→ **What to do**
Below are the records. Restate word for word every line from the one that contains "Exercise. Put one point on each instance of the black" through the final line, both included.

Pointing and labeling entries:
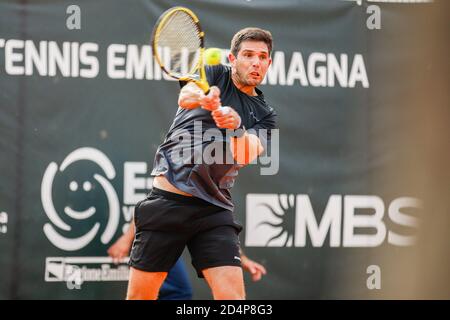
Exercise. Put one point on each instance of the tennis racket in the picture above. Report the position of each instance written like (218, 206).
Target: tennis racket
(178, 46)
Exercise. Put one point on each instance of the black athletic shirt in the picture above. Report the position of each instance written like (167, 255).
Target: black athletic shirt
(211, 182)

→ **Output**
Exercise. Put one point on each instance of the black athletic shirt in the picture above. Report the position of each instance written like (167, 255).
Target: black athletic shirt
(211, 182)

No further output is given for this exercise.